§ **What you will do**: Copy out the lines in the entries below exactly, from the line containing "Scouting pass: put a marker on the cloud" through the line containing "[(37, 234), (214, 290)]", both included, and nothing else.

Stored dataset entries
+---+
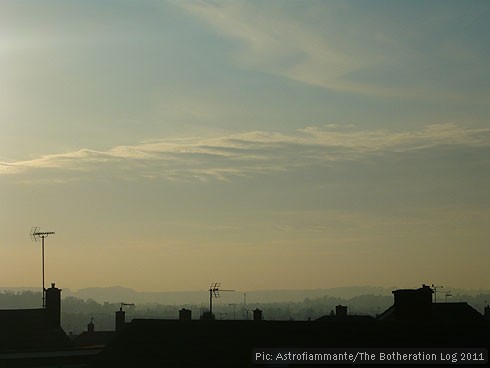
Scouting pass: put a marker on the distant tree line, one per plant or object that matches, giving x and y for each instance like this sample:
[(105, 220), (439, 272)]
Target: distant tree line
[(77, 313)]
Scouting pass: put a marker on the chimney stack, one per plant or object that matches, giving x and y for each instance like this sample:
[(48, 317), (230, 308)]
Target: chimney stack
[(53, 306)]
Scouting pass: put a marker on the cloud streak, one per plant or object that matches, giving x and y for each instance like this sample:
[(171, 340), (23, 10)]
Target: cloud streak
[(248, 153)]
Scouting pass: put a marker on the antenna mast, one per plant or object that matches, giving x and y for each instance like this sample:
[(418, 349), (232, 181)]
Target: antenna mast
[(214, 293), (37, 234)]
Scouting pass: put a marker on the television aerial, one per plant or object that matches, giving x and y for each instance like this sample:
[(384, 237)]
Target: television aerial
[(37, 234), (214, 290)]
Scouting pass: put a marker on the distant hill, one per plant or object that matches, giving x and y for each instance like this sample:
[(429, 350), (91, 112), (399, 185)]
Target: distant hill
[(116, 294)]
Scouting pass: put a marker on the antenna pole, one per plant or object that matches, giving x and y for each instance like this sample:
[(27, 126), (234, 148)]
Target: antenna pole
[(44, 289), (35, 235)]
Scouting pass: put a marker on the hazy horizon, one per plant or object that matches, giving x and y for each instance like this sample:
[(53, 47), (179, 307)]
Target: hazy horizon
[(263, 145)]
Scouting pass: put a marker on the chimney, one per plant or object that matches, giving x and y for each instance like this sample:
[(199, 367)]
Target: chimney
[(341, 311), (120, 320), (91, 326), (185, 314), (411, 305), (53, 306)]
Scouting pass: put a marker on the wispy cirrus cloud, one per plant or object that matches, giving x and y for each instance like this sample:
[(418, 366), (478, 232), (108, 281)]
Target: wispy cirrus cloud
[(331, 46), (249, 153)]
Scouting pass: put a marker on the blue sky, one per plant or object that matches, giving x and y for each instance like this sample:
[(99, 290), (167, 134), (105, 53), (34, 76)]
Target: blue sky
[(261, 144)]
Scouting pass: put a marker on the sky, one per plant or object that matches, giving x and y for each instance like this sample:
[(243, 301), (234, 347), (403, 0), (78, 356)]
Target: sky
[(260, 144)]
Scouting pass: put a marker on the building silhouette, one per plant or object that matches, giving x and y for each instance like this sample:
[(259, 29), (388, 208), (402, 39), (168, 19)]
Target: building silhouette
[(33, 337)]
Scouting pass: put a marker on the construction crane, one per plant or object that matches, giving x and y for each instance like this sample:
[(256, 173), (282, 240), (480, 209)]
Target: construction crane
[(214, 290)]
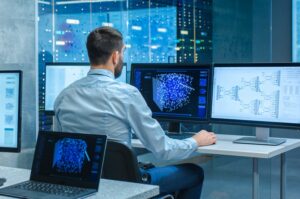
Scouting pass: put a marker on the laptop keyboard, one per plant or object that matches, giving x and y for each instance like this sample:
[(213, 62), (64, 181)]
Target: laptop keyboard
[(54, 189), (180, 136)]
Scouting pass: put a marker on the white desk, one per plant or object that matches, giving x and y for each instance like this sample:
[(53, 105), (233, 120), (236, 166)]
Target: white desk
[(108, 189), (225, 146)]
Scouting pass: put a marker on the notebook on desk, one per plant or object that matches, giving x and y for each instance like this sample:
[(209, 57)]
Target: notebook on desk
[(65, 165)]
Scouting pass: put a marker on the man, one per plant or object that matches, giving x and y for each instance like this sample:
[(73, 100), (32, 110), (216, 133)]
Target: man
[(100, 104)]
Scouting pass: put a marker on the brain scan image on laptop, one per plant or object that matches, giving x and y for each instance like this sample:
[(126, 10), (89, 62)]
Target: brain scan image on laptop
[(70, 155)]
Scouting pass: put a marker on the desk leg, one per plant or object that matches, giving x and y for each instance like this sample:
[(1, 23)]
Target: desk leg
[(255, 185), (282, 176)]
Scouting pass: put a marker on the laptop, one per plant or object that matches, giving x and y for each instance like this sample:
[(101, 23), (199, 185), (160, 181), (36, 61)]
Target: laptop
[(65, 166)]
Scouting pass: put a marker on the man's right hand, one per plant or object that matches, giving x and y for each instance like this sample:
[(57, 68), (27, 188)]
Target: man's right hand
[(204, 138)]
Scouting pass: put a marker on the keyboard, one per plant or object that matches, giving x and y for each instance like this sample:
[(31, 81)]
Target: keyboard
[(180, 136), (54, 189)]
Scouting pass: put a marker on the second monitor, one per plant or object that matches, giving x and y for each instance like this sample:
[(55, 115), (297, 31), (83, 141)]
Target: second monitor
[(174, 92)]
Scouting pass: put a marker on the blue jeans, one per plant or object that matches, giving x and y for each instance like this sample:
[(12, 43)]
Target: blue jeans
[(186, 179)]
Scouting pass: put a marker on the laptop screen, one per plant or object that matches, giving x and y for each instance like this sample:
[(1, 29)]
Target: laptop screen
[(69, 159)]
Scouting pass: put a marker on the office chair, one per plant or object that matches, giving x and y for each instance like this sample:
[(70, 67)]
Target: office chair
[(121, 163)]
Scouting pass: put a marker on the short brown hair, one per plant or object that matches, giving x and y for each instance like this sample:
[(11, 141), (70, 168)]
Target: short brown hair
[(102, 42)]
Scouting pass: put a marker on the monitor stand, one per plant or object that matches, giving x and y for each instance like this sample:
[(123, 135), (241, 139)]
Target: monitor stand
[(262, 138)]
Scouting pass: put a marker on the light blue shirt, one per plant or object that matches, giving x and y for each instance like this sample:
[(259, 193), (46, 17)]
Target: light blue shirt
[(99, 104)]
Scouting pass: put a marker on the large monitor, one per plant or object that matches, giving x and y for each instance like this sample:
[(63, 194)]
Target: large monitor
[(261, 95), (10, 110), (174, 92), (61, 75)]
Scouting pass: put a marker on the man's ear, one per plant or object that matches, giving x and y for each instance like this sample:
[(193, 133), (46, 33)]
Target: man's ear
[(115, 57)]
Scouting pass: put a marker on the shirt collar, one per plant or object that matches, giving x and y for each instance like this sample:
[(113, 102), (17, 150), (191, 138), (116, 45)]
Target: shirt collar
[(103, 72)]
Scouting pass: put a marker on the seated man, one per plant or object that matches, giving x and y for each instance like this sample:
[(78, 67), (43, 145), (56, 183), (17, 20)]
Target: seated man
[(100, 104)]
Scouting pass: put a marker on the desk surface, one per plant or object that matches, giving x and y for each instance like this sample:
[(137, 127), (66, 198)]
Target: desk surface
[(109, 189), (225, 146)]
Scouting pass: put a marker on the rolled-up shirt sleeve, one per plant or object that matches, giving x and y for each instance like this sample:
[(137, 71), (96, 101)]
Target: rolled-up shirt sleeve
[(152, 136)]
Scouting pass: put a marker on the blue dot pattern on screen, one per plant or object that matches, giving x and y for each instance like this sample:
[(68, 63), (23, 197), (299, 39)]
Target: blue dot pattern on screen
[(69, 155), (172, 91)]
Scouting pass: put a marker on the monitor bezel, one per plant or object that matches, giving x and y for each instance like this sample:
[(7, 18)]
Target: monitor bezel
[(178, 65), (251, 123), (18, 147), (57, 64)]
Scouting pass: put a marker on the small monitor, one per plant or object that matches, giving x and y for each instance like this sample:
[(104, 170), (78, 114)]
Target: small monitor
[(174, 92), (61, 75), (261, 95), (10, 110)]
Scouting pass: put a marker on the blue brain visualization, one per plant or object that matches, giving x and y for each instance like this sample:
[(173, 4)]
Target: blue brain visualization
[(172, 91), (69, 155)]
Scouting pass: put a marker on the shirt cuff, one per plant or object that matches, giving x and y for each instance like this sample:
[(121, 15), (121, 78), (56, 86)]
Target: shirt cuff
[(193, 142)]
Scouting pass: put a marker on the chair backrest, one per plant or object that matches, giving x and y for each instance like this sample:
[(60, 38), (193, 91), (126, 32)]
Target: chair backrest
[(120, 163)]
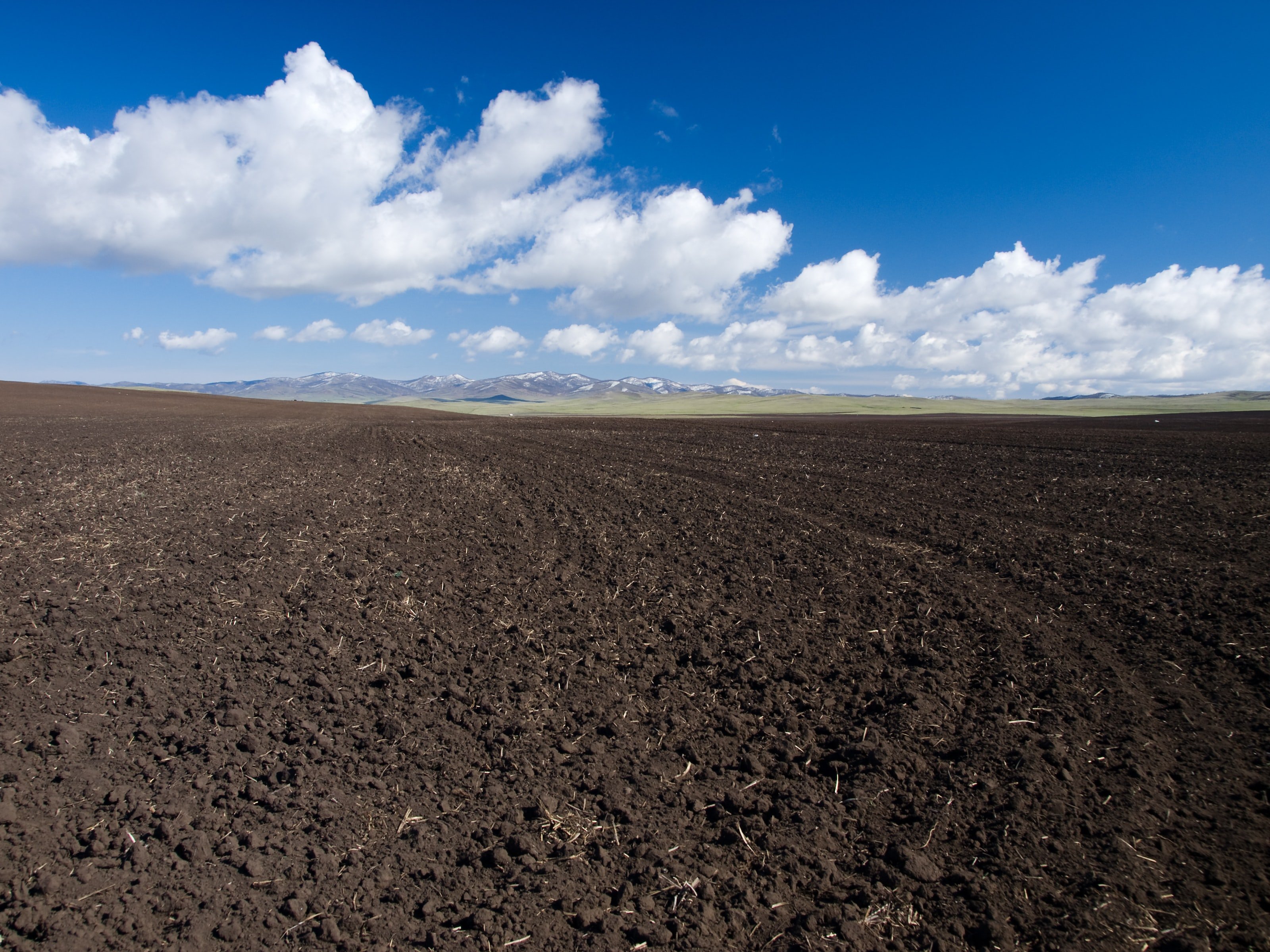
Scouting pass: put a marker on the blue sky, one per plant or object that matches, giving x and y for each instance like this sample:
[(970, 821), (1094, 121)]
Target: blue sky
[(895, 157)]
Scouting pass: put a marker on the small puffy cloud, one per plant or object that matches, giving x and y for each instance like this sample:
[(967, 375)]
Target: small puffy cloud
[(211, 341), (675, 253), (496, 341), (581, 340), (321, 330), (394, 334), (313, 188), (740, 344)]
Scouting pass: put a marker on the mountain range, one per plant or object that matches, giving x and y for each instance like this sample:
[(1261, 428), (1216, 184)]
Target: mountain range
[(539, 385)]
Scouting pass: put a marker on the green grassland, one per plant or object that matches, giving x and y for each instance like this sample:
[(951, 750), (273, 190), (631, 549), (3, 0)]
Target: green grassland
[(733, 405)]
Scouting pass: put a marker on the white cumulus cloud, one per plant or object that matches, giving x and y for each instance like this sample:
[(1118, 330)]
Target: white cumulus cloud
[(211, 341), (322, 330), (581, 340), (1014, 325), (391, 334), (496, 341), (312, 187)]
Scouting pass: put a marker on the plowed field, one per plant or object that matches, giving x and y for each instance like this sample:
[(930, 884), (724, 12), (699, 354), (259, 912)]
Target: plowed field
[(287, 674)]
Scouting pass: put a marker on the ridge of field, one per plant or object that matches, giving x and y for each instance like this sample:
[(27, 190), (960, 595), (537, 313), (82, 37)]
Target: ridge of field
[(820, 404), (550, 394), (300, 674)]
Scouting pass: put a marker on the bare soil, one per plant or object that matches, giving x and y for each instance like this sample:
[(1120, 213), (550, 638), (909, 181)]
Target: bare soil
[(289, 674)]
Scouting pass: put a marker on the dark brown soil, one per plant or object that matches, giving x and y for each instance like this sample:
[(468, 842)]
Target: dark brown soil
[(371, 678)]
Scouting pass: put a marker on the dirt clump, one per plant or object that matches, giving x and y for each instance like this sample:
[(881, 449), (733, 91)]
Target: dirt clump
[(374, 678)]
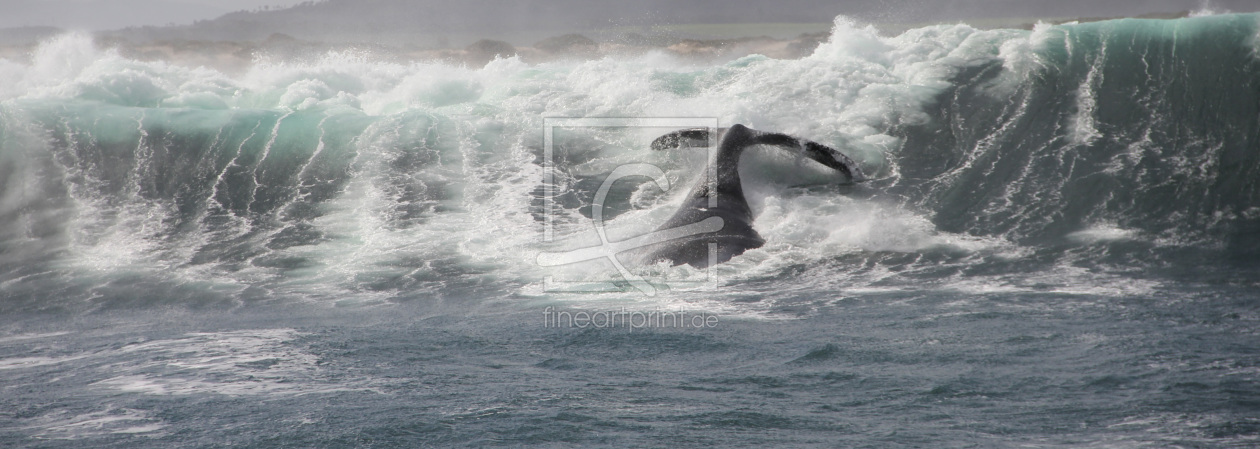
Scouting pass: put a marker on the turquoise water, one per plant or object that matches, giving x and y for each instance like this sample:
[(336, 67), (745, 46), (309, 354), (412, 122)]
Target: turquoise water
[(1059, 247)]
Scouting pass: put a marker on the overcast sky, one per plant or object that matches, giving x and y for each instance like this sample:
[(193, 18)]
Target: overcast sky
[(114, 14)]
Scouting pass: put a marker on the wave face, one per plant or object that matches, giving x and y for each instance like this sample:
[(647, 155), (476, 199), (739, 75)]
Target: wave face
[(1091, 157)]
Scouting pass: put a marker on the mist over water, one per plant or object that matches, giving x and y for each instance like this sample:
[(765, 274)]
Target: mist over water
[(1059, 246)]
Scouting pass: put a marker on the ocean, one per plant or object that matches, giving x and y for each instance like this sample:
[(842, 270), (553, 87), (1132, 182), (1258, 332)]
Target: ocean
[(1059, 247)]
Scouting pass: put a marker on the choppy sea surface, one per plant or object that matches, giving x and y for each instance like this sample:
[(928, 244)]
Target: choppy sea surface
[(1060, 247)]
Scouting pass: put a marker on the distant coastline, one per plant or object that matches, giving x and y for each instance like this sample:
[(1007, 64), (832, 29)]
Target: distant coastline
[(781, 40)]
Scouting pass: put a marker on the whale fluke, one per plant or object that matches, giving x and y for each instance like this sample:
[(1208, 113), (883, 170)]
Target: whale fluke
[(726, 201)]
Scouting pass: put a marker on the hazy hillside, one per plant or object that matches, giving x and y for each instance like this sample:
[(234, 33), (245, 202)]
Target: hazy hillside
[(427, 23)]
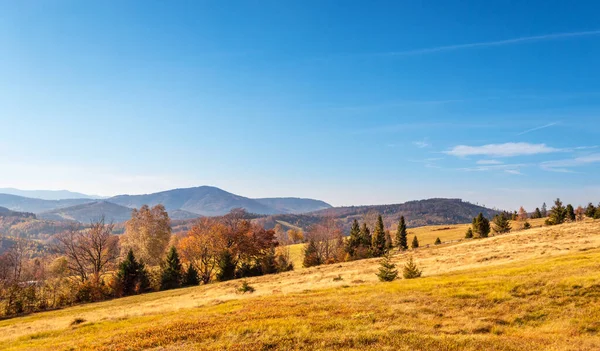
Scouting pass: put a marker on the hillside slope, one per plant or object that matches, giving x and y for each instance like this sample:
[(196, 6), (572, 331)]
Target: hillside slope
[(293, 204), (27, 204), (203, 200), (418, 213), (85, 213), (530, 290)]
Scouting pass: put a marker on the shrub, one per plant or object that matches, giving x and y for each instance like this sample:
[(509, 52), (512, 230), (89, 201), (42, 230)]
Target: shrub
[(245, 288)]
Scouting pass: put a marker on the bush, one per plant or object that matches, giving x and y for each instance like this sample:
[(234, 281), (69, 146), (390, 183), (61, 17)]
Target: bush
[(246, 288)]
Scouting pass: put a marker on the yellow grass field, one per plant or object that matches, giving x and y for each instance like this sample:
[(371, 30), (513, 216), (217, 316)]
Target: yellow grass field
[(530, 290), (426, 235)]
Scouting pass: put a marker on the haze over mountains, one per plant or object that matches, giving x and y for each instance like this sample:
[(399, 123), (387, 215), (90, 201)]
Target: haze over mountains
[(180, 203)]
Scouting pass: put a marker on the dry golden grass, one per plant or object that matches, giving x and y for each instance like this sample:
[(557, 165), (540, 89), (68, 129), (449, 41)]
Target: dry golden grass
[(531, 290)]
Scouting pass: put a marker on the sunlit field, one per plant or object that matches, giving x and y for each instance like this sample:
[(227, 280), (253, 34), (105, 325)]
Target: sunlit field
[(531, 290)]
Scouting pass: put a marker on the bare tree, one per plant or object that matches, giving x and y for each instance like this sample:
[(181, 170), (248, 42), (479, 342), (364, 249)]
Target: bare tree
[(148, 233), (89, 252)]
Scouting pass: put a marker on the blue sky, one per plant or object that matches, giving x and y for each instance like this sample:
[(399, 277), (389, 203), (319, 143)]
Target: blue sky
[(350, 102)]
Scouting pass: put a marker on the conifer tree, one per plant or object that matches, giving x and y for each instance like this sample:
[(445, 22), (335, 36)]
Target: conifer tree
[(481, 226), (378, 239), (387, 270), (570, 213), (558, 213), (410, 270), (501, 224), (311, 255), (226, 266), (401, 240), (132, 276), (191, 277), (171, 271), (389, 244), (469, 233), (354, 239), (365, 236), (415, 243)]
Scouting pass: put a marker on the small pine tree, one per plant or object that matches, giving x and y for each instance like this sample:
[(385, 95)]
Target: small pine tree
[(365, 236), (191, 277), (570, 213), (171, 271), (501, 224), (226, 266), (311, 255), (378, 239), (387, 270), (558, 213), (401, 239), (590, 210), (481, 226), (469, 233), (354, 239), (410, 270), (415, 243), (132, 277)]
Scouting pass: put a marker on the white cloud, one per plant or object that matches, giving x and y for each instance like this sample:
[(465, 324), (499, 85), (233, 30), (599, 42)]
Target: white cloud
[(421, 144), (538, 128), (491, 43), (489, 162), (563, 166), (513, 171), (501, 150)]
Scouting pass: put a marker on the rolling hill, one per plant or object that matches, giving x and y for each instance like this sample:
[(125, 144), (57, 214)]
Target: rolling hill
[(85, 213), (294, 205), (209, 201), (48, 194), (417, 213), (27, 204), (530, 290)]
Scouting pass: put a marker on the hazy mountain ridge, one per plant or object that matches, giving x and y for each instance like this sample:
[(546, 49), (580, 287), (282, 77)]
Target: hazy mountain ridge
[(48, 194), (434, 211), (183, 203), (294, 205)]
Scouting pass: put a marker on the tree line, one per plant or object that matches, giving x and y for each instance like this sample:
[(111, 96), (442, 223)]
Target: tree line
[(90, 263), (326, 243)]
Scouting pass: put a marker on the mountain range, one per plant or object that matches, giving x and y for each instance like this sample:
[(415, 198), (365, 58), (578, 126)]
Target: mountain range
[(48, 194), (180, 203)]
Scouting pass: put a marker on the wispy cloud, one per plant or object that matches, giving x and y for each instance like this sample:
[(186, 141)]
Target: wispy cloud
[(538, 128), (513, 171), (512, 41), (489, 162), (563, 166), (501, 150)]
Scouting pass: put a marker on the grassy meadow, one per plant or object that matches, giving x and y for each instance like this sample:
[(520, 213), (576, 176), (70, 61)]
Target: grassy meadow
[(530, 290)]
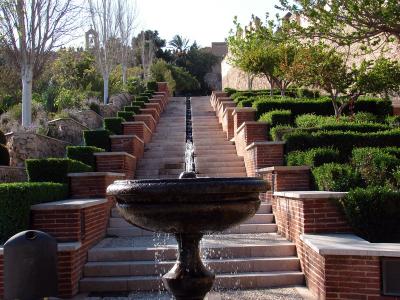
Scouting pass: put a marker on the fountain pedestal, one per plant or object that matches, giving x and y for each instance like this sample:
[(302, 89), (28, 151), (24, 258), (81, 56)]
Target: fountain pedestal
[(188, 208), (189, 276)]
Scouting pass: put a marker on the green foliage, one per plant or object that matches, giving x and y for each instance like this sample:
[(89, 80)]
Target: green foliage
[(314, 157), (3, 139), (135, 109), (142, 98), (84, 154), (375, 165), (16, 200), (343, 141), (4, 156), (128, 116), (135, 85), (53, 169), (336, 177), (374, 213), (152, 85), (97, 138), (277, 117), (114, 125)]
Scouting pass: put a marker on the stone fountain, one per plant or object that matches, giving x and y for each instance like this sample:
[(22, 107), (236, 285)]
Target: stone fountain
[(188, 207)]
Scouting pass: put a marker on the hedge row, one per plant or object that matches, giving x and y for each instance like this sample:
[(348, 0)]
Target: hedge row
[(84, 154), (53, 169), (344, 141), (320, 106), (16, 200)]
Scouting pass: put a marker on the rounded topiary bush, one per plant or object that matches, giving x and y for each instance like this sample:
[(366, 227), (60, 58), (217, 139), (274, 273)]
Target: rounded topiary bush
[(4, 156), (3, 140)]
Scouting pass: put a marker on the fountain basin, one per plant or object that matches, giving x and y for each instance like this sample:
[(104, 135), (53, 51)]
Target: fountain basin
[(194, 205)]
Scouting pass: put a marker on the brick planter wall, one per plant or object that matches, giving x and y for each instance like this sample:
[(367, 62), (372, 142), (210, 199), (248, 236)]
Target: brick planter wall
[(87, 219), (296, 178), (260, 155), (91, 184), (118, 162), (131, 144), (138, 128)]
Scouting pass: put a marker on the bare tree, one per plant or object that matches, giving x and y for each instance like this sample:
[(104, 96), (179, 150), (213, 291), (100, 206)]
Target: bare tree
[(104, 19), (126, 16), (30, 31)]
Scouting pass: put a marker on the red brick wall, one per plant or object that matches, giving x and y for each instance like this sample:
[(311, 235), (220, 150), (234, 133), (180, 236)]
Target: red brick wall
[(131, 145), (91, 186), (118, 163), (138, 128), (262, 155), (297, 216)]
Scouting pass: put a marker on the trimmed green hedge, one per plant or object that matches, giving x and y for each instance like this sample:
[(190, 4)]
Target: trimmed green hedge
[(16, 200), (320, 106), (336, 177), (277, 117), (374, 213), (126, 115), (4, 156), (135, 109), (313, 157), (376, 165), (53, 169), (152, 86), (97, 138), (114, 125), (84, 154), (343, 141)]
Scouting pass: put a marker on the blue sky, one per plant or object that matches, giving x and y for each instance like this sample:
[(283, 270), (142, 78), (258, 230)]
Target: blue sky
[(203, 20)]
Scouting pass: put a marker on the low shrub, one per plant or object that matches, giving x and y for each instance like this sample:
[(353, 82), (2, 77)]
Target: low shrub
[(4, 156), (84, 154), (343, 141), (3, 139), (375, 165), (135, 109), (97, 138), (152, 86), (374, 212), (277, 117), (114, 125), (143, 98), (16, 200), (336, 177), (313, 157), (53, 169), (138, 103), (126, 115)]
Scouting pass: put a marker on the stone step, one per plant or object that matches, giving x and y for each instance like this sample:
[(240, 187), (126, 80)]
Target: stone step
[(226, 281), (218, 266)]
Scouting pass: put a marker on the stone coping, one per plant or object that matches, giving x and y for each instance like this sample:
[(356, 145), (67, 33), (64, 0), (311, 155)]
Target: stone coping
[(255, 144), (283, 169), (249, 123), (61, 247), (94, 174), (122, 136), (68, 204), (244, 109), (349, 245), (138, 122), (113, 153), (310, 194)]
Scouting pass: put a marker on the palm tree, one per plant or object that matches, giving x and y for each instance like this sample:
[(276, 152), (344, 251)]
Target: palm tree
[(179, 44)]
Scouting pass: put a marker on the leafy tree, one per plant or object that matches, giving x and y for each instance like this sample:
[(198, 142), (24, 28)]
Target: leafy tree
[(326, 68), (346, 21)]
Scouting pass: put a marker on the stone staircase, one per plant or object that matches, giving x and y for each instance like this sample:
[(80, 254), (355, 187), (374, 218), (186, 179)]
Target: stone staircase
[(214, 155), (251, 255)]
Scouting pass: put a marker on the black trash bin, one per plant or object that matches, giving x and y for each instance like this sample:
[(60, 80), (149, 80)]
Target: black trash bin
[(30, 266)]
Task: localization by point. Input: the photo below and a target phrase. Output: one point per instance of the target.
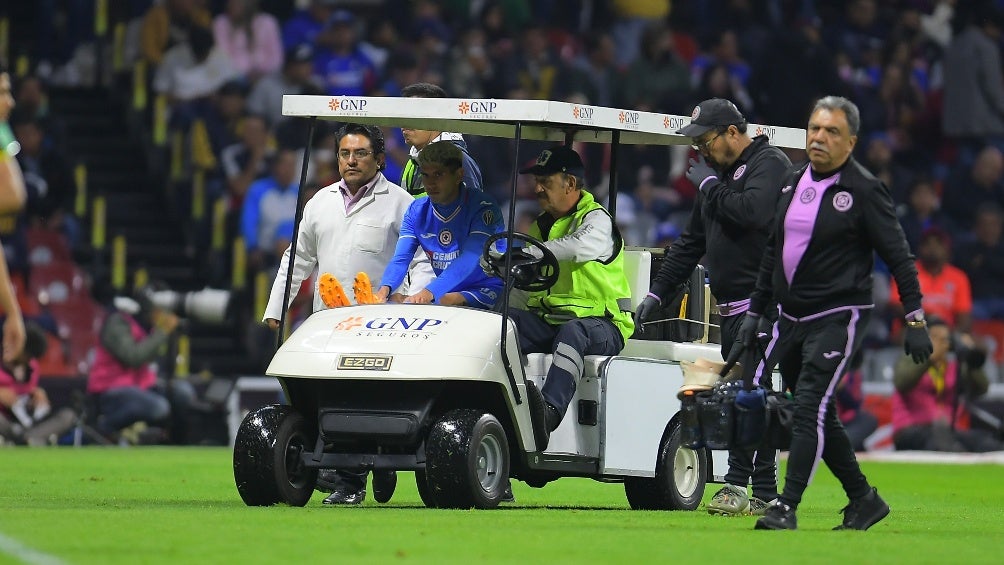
+---+
§ **Written response**:
Scouting pass: put a marker on the cloud streak, one per plant or object that matches, giving x and y for each instance like this sample:
[(171, 340), (23, 10)]
Target: cloud streak
[(248, 153)]
Scouting pass: put a marker on the antenna mast, one per plant or object that matches, giving x and y for each instance like this sample:
[(418, 349), (232, 181)]
Target: antenna mast
[(214, 293), (37, 234)]
Scouting pass: put a marker on the television aerial, one per plant or object that matches, giving x and y for each instance like this sample:
[(384, 237)]
Target: television aerial
[(37, 234), (214, 290)]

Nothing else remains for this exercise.